*Data for processing*.

==============================

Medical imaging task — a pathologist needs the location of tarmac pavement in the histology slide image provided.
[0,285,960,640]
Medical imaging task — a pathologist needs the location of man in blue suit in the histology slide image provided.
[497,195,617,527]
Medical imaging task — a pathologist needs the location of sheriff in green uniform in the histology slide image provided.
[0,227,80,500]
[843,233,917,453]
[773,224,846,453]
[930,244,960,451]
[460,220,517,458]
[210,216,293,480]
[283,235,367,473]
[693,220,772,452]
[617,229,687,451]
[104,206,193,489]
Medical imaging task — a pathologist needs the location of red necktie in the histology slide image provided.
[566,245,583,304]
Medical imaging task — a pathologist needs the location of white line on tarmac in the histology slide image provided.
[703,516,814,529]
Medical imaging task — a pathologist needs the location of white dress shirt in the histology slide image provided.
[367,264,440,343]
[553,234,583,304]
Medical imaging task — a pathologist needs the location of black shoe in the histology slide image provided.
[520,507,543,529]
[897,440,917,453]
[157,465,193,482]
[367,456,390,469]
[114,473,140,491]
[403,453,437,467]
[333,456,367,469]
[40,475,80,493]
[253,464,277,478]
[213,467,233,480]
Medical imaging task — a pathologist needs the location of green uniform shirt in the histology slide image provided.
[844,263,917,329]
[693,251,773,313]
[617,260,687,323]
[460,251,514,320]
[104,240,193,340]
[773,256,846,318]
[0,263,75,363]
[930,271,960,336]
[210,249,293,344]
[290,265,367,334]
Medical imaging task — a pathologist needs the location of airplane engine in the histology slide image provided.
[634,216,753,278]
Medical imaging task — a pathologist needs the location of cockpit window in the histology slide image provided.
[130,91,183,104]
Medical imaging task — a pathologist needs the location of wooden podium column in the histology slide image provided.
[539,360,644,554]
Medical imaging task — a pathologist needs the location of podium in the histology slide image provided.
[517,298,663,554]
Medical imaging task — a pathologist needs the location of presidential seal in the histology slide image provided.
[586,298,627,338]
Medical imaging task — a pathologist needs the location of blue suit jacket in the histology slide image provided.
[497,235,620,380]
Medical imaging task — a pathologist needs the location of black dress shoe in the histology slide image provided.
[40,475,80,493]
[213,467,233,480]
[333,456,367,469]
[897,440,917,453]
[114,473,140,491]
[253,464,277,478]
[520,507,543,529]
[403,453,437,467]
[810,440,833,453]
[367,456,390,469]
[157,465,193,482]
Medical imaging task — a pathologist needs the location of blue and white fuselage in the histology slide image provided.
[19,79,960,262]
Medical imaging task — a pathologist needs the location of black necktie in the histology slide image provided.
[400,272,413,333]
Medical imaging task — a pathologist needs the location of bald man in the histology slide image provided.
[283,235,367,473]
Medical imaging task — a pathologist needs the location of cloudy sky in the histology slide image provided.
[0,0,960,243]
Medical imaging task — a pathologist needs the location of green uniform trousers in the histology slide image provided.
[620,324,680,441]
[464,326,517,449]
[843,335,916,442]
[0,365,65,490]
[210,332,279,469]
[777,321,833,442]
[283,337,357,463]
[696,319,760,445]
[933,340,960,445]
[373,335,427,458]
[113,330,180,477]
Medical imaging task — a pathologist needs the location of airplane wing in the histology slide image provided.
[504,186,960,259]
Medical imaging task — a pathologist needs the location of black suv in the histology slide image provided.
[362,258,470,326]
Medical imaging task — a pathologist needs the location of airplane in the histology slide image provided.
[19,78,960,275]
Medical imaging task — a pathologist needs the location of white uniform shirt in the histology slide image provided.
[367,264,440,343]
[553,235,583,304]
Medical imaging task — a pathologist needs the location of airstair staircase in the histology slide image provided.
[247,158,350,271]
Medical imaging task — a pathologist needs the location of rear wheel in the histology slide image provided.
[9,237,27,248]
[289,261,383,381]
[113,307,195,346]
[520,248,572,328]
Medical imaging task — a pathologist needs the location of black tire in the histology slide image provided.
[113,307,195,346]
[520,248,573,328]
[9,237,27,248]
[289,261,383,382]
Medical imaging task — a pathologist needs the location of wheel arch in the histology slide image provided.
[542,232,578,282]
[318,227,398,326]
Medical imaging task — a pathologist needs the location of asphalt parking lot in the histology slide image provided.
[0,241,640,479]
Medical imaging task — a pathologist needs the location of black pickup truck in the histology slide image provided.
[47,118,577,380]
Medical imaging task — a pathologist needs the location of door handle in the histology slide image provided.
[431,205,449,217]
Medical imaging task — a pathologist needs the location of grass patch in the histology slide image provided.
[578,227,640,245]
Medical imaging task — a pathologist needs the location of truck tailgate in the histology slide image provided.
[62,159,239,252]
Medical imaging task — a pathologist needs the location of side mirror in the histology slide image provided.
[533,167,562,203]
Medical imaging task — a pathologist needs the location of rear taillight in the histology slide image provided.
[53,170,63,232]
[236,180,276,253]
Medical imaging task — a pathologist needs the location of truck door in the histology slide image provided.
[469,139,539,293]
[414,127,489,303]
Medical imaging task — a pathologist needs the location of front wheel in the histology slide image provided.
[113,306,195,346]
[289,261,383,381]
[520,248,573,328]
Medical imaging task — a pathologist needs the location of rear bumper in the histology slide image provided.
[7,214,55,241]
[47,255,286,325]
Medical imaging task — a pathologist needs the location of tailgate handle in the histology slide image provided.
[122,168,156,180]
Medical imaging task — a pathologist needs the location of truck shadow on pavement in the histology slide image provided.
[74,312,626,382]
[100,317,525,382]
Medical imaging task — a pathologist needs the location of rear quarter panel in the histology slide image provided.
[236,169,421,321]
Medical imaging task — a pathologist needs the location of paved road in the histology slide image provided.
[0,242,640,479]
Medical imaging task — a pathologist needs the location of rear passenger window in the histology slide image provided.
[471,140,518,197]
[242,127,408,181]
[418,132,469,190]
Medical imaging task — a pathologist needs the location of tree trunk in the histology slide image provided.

==============================

*Prompt*. Copy every item above word for word, with none left out.

*Result of this task*.
Medical imaging task — a pathologist needs the location of tarmac pavement in the histology slide image provided.
[0,285,960,640]
Medical imaging task — a pathologist needs the location of man in blue suit in the histology slide image provided.
[497,195,617,527]
Medical imaging task — a pathologist needs the location of sheriff in green uniform in the histology slide image provided.
[0,227,80,500]
[843,233,917,453]
[773,224,846,453]
[930,244,960,451]
[460,220,517,458]
[210,216,293,480]
[283,235,367,473]
[693,220,772,452]
[617,229,687,451]
[104,206,193,489]
Medical imaging task — a pathologist needs the location of red necktie in the histology slide image provided.
[566,245,583,304]
Medical imaging task — a pathologist needs the location of white line on tarmac in the histology slide image provided.
[703,516,814,529]
Medical imaging task — a pathologist needs the location of white dress shirt in the histology slide image provided.
[367,264,440,343]
[553,234,583,304]
Medical imaging task — a pathologist needs the location of black shoe in the histology slide image provided.
[520,507,543,529]
[897,440,917,453]
[157,465,193,482]
[367,456,390,469]
[114,473,140,491]
[403,453,437,467]
[333,456,367,469]
[40,475,80,493]
[253,464,277,478]
[213,467,233,480]
Medical imaging task — a pathologist needs the location of green uniform shirt in the histology slide image provided.
[844,263,917,329]
[693,251,773,313]
[617,260,687,323]
[460,251,514,320]
[104,240,193,340]
[773,256,846,318]
[0,263,75,363]
[930,271,960,336]
[210,249,293,344]
[290,265,367,334]
Medical imaging task — a pathologist needs the location of airplane engine in the histology slide image provided.
[634,216,753,278]
Medical imaging task — a pathologist needs the location of cockpit window in the histology slide image provided.
[130,91,183,104]
Medical imaging task — a pathologist needs the location of wooden podium column in the histology slide image provided.
[539,360,644,554]
Medical imaging task — a pathologist needs the location of podium in the histology slide image provided.
[517,298,663,554]
Medical imaging task — a pathologist needs the location of presidential seal in the histology slide image provided.
[586,298,627,338]
Medical imaging task — a pathologist needs the location of blue suit jacket in the histology slide image provided.
[497,235,620,380]
Medical imaging task — a pathologist needs the location of black dress shoe in the histology slide image provided.
[40,475,80,493]
[213,467,233,480]
[333,456,367,469]
[897,440,917,453]
[114,473,140,491]
[253,464,277,478]
[520,507,543,529]
[403,453,437,467]
[810,440,833,453]
[367,456,390,469]
[157,465,193,482]
Medical imaging task — a pathologist needs the location of blue and white fuselage in the histology slide image provided.
[19,79,960,262]
Medical imaging task — a pathologist needs the location of black necktie in the histology slide image provided.
[400,272,413,333]
Medical imaging task — a pathologist needs the location of bald man in the histology slide image provided.
[283,235,367,473]
Medical imaging task — a pathologist needs the location of cloudy sky in the histology slide image provided.
[0,0,960,243]
Medical imaging task — a pathologist needs the location of green uniform trousers in the histology slide image provided.
[620,324,680,441]
[464,326,517,449]
[843,335,916,442]
[0,365,65,490]
[210,332,279,469]
[777,321,833,442]
[283,337,357,463]
[696,319,760,445]
[933,340,960,445]
[373,335,427,458]
[113,330,180,477]
Medical imaging task — a pathologist needs the location of airplane wing in the histology slide image provided.
[504,186,960,259]
Medical imaging task — a pathologist needs the location of black suv in the histology slide image provided.
[362,258,470,326]
Medical imaging task — a pathologist needs the location of airplane in the histology slide image provided.
[19,78,960,275]
Medical imaging task — a pathologist needs the location of white uniform shirt in the histology slide image provided.
[367,264,440,343]
[553,235,583,304]
Medical imaging task — a pathologist needs the location of airstair staircase in the histology slide image provided.
[247,158,350,271]
Medical imaging task — a pathologist needs the location of rear wheel in the histology slide image provided.
[9,237,27,248]
[289,261,383,381]
[113,307,195,346]
[520,248,572,328]
Medical imaging task — a pathologist needs the location of black tire in the histology slide image provided.
[113,307,195,346]
[520,248,573,328]
[9,237,27,248]
[289,261,383,382]
Medical imaging task — a pathologist needs the location of wheel arch in the histology slide image provided.
[542,232,578,282]
[318,227,398,326]
Medical imaging task — a pathologist needs the location of asphalt parking lot in the histology slide image provided.
[0,241,640,479]
Medical imaging task — a pathologist needs the location of black pickup truck in the histology slide image provided.
[47,118,577,380]
Medical imaging task — a pathologist needs the location of door handle in the histology slide image provided.
[431,205,449,217]
Medical imaging task — a pathologist needs the location of grass patch in the histology slide image provided.
[578,227,640,245]
Medical imaging task — a pathologist needs the location of truck tailgate in the histology slide image provided.
[62,159,239,252]
Medical imaging task — a pathologist needs the location of side mirror in the histology slide image provided.
[533,167,562,203]
Medical imaging task — a pathologist needs the location of rear taillight in the histology slide image provided.
[53,170,63,232]
[236,180,276,253]
Medical imaging task — a pathologist needs the location of truck door in the histology slide image provided.
[469,139,539,293]
[414,127,489,303]
Medical imaging task — a pathologist needs the location of front wheel in the histology slide image provided.
[113,306,195,346]
[289,261,383,381]
[520,248,573,328]
Medical imaging task — a pathologist needs the location of rear bumper in the histology slide image provided.
[7,214,55,241]
[47,255,286,325]
Medical imaging task — a pathologist needs the location of tailgate handle in the histology slide image provided.
[122,168,156,180]
Medical imaging task — a pathologist needs the location of truck shadow on pavement in the histology slide image provided.
[74,312,626,382]
[100,317,525,382]
Medical imaging task — a pathologist needs the location of rear quarter panel in the histology slide image provided.
[236,169,421,321]
Medical imaging task — a pathologist needs the location of paved road in the histology slide image provided.
[0,242,640,479]
Medical imaging task — a pathologist needs the location of rear passenger window in the histology slide image provided.
[471,140,518,197]
[242,127,408,181]
[418,132,469,190]
Medical imaging task — a pathologist needs the location of tree trunk in the histology slide image provided.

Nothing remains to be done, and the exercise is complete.